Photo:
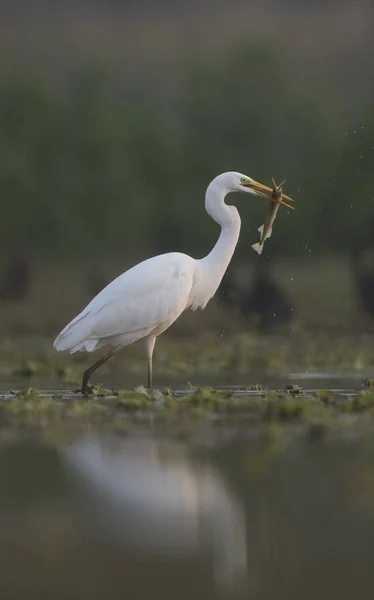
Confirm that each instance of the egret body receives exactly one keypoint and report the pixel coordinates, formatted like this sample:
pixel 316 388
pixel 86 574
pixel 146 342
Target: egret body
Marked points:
pixel 148 298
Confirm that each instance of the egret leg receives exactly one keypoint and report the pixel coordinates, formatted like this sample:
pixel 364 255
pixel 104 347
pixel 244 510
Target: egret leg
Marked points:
pixel 87 374
pixel 150 346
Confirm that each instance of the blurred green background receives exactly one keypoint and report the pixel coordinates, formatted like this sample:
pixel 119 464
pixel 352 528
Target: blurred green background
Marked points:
pixel 115 117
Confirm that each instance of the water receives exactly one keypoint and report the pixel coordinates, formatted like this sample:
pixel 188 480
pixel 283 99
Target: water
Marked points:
pixel 229 512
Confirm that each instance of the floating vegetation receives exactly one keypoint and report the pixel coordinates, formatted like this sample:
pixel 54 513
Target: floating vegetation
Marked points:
pixel 316 410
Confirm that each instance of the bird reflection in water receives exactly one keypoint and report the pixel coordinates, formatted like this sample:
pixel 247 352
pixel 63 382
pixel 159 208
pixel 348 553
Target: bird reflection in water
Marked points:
pixel 163 504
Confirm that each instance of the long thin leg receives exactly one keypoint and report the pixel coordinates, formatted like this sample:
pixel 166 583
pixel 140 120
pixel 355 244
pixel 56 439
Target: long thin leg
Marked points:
pixel 150 346
pixel 87 374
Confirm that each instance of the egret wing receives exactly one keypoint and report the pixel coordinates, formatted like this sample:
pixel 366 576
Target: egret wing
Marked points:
pixel 150 294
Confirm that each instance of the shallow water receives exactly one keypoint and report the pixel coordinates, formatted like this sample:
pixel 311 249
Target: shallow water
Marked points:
pixel 226 513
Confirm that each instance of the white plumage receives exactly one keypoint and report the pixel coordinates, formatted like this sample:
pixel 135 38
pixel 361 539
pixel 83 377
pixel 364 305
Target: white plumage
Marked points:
pixel 149 297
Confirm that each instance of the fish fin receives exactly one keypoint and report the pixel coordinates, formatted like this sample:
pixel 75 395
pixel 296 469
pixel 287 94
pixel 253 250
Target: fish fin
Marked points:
pixel 258 247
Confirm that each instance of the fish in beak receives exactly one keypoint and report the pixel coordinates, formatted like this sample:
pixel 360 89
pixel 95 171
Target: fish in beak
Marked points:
pixel 275 201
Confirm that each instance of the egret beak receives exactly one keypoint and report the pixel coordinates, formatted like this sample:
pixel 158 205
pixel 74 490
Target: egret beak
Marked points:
pixel 265 192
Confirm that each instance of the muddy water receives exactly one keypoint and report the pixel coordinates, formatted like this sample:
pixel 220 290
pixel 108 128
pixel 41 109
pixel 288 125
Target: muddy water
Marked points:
pixel 228 514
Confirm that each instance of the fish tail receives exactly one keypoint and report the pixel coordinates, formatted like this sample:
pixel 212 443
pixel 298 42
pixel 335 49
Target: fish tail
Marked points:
pixel 258 247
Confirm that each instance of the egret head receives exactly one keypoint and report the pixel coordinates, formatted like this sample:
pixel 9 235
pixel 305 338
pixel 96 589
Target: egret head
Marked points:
◇ ◇ ◇ ◇
## EXERCISE OBJECTIVE
Set out everything from the line containing "Confirm that each instance of the fish fin" down to the end of the records as a JSON list of strings, one string per line, omitting blank lines.

## OUTPUT FOR THIS EXERCISE
[
  "Confirm that each instance of the fish fin receives exactly one keypoint and report the pixel coordinates, formatted like this sample:",
  "pixel 75 395",
  "pixel 296 469",
  "pixel 287 94",
  "pixel 253 250",
  "Target: fish fin",
  "Marked points:",
  "pixel 258 247",
  "Confirm that each instance of the fish in beak receives exactly one keypoint and report the pixel coordinates, formatted like this sample:",
  "pixel 360 89",
  "pixel 95 171",
  "Target: fish in beak",
  "Marked points:",
  "pixel 275 201",
  "Confirm that each instance of the egret beak receives exactly one keypoint and report the pixel coordinates, formatted like this sample:",
  "pixel 158 205",
  "pixel 74 490",
  "Target: egret beak",
  "Marked points:",
  "pixel 265 192",
  "Confirm that each instance of the muddy water receives exactly one keypoint and report the pixel coordinates, formatted like this sample:",
  "pixel 220 290",
  "pixel 108 128",
  "pixel 41 109",
  "pixel 288 125",
  "Target: muddy water",
  "Marked points:",
  "pixel 228 514",
  "Confirm that each instance of the fish tail receives exactly one keypoint and report the pixel coordinates, formatted like this sample:",
  "pixel 212 443",
  "pixel 298 42",
  "pixel 335 49",
  "Target: fish tail",
  "Marked points:",
  "pixel 258 247",
  "Confirm that each instance of the egret head receives exactly one keypoint and report the pixel coordinates, formatted like this sample:",
  "pixel 9 235",
  "pixel 305 338",
  "pixel 96 589",
  "Target: egret head",
  "Marked points:"
]